Problem a: Extract each line of the listing that contains the word "pectoral", treating uppercase and lowercase letters as distinct.

Text:
★ ★ ★ ★
There are a few free diy's around the fenced zone, feel free to take or change them so others can pick too ☺


PS: If you need anything or would like me to craft something you see in my island send me a PM. I will be more than happy to help~


----------



## xara (May 15, 2020)

joined the queue, ty!


----------



## MayorGong (May 15, 2020)

xara said:


> joined the queue, ty!


It's my first time using the turnip website. Hope it works well ^^


----------



## helbels (May 15, 2020)

i’d like to come if that’s alright!


----------



## Fye (May 15, 2020)

Omw right now and I'm bringing the classic library wall DIY room your wishlist


----------



## MayorGong (May 15, 2020)

helbels said:


> i’d like to come if that’s alright!


Sure! Did you enter via de link?


----------



## Baroque (May 15, 2020)

I’m in the queue right now. You wouldn’t happen to have a meteor shower as well, would you? :O


----------



## Vadim (May 15, 2020)

I'll bring the cherry lamp DiY!


----------



## MayorGong (May 15, 2020)

Baroque said:


> I’m in the queue right now. You wouldn’t happen to have a meteor shower as well, would you? :O


There are some shooting stars! But Isabelle did not mention anything so Im not sure


----------



## Baroque (May 15, 2020)
★ ★ ★ ★
Data rows:
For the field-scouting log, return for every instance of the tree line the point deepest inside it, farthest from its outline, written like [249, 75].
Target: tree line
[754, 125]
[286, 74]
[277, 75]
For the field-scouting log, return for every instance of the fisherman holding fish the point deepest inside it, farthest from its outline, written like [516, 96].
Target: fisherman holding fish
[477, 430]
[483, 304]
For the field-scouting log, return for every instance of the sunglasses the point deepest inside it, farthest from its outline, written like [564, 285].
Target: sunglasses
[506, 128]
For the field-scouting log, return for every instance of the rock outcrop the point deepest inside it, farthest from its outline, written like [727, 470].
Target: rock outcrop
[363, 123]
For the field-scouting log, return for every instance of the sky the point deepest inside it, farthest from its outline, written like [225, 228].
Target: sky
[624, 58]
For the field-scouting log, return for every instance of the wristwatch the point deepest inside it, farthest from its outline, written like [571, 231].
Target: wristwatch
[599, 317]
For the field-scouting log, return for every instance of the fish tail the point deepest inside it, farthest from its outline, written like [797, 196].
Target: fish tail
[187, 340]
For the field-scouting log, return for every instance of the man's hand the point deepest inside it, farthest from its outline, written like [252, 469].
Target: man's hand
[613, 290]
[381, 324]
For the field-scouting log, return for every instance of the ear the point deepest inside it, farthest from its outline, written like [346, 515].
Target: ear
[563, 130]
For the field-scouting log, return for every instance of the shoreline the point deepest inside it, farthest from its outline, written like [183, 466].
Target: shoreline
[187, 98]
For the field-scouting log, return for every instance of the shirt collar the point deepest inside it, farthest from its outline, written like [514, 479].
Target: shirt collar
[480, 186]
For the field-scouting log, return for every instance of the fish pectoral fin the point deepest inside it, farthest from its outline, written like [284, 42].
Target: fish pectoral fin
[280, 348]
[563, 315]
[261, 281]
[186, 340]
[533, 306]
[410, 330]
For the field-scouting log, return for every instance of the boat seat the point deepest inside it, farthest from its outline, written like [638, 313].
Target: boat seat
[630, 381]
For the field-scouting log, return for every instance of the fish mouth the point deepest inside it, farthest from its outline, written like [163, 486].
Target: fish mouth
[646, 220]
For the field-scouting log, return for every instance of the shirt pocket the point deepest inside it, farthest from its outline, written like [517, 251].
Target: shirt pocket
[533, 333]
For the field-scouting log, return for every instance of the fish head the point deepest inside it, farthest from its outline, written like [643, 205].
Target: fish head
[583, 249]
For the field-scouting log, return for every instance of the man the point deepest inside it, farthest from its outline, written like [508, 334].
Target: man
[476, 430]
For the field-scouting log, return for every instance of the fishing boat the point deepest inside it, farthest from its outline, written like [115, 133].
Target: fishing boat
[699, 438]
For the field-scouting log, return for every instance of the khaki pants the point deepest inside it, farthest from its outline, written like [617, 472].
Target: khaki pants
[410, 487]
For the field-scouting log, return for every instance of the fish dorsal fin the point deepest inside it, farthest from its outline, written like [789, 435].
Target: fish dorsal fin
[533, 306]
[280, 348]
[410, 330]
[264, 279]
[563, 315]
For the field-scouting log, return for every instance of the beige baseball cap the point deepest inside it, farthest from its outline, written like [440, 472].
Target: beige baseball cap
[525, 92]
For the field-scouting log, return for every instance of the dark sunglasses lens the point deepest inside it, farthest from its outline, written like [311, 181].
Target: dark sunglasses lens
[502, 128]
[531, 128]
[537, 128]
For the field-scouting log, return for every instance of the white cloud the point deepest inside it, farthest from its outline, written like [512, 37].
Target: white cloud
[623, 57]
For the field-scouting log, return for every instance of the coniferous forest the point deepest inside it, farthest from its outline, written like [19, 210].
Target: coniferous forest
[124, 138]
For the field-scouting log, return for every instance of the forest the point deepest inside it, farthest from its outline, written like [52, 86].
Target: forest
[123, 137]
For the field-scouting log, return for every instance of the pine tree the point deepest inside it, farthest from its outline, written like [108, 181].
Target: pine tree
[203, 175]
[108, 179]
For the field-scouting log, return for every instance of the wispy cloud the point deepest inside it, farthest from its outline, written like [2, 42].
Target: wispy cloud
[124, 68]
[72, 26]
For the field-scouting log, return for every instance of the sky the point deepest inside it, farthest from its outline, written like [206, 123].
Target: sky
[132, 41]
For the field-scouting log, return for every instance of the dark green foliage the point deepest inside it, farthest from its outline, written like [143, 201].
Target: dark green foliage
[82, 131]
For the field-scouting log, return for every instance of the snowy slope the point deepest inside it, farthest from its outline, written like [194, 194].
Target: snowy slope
★ ★ ★ ★
Problem b: In the forum thread, which DIY does Vadim offer to bring?

Correct output a:
For the field-scouting log, return for every instance of the fish pectoral fin the point deepest inside it, farthest from its outline, written like [284, 42].
Target: fish pectoral fin

Correct output b: The cherry lamp DIY.